■ **Your instructions**: From the fork patch discussion below, list every email address it contains, each written as it appears there.

■ **Text to read**:
══════

[PATCH v2 3/3] fork: lock VMAs of the parent process when forking
Suren Baghdasaryan
surenb at google.com
Sat Aug 5 10:34:06 AEST 2023
On Fri, Aug 4, 2023 at 5:26 PM Suren Baghdasaryan <surenb at google.com> wrote:
>
> On Fri, Aug 4, 2023 at 5:15 PM Linus Torvalds
> <torvalds at linux-foundation.org> wrote:
> >
> > On Fri, 4 Aug 2023 at 16:25, Mateusz Guzik <mjguzik at gmail.com> wrote:
> > >
> > > I know of these guys, I think they are excluded as is -- they go
> > > through access_remote_vm, starting with:
> > > if (mmap_read_lock_killable(mm))
> > > return 0;
> > >
> > > while dup_mmap already write locks the parent's mm.
> >
> > Oh, you're only worried about vma_start_write()?
> >
> > That's a non-issue. It doesn't take the lock normally, since it starts off with
> >
> > if (__is_vma_write_locked(vma, &mm_lock_seq))
> > return;
> >
> > which catches on the lock sequence number already being set.
>
> That check will prevent re-locking but if vma is not already locked
> then the call will proceed with obtaining the lock and setting
> vma->vm_lock_seq to mm->mm_lock_seq.

══════

■ **Dataset entries**:
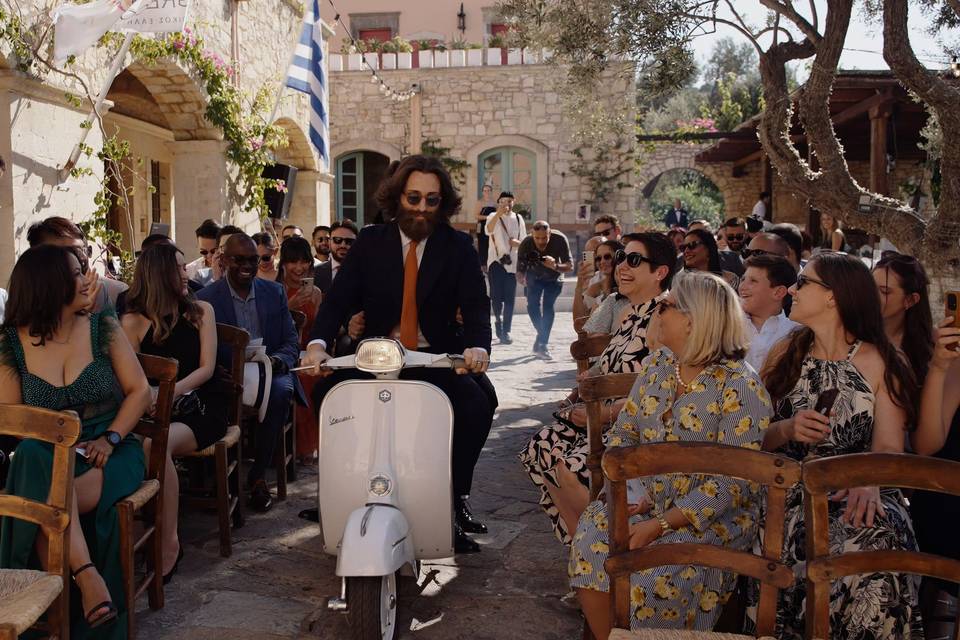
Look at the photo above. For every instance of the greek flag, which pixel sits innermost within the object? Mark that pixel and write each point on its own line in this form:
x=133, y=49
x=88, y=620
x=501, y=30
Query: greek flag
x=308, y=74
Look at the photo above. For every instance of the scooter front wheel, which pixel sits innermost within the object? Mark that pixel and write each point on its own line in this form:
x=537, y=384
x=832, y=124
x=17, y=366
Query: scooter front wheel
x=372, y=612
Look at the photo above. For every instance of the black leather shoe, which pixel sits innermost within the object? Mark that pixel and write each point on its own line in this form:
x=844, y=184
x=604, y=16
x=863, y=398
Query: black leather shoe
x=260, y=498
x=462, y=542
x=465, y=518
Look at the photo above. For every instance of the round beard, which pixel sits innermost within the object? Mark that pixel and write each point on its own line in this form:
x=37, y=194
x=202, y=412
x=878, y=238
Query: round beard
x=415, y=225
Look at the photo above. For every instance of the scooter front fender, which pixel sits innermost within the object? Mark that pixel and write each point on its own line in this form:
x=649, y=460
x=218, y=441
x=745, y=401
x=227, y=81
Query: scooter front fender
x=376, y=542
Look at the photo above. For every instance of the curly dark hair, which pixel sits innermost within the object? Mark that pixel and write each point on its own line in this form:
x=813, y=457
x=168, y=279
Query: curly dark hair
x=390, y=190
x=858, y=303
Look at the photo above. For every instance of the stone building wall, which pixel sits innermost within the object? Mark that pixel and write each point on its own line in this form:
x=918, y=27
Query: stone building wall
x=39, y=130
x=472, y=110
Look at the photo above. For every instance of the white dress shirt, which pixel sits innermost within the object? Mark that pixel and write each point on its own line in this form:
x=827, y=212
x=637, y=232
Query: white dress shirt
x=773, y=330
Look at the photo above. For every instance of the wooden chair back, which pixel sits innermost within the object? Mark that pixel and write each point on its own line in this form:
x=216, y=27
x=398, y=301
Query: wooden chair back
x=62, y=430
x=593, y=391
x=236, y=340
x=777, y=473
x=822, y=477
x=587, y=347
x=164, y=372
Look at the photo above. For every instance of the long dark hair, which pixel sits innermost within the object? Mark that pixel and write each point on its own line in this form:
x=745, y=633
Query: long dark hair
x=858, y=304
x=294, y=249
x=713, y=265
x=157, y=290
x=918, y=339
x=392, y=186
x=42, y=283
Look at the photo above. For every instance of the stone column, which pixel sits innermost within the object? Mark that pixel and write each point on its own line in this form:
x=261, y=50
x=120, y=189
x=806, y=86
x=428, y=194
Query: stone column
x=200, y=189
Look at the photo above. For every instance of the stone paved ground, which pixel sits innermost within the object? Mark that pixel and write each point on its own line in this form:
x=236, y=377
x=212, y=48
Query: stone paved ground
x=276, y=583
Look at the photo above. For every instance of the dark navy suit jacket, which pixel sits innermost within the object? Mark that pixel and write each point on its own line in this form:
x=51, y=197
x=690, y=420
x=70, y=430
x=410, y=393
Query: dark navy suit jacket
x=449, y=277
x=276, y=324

══════

■ **Result of the exercise**:
surenb at google.com
torvalds at linux-foundation.org
mjguzik at gmail.com